Stored data entries
_ _ _ _
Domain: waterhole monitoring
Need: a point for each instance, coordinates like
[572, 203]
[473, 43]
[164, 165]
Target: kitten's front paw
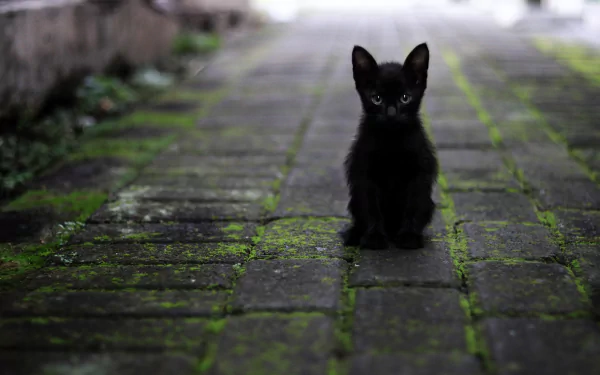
[409, 241]
[351, 236]
[374, 240]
_ _ _ _
Can the entries above be repeated exactly, without their pictures?

Domain: waterhole monitoring
Need: a point for each instance, coordinates like
[572, 203]
[473, 43]
[164, 165]
Target: kitten's front paw
[409, 241]
[351, 236]
[374, 240]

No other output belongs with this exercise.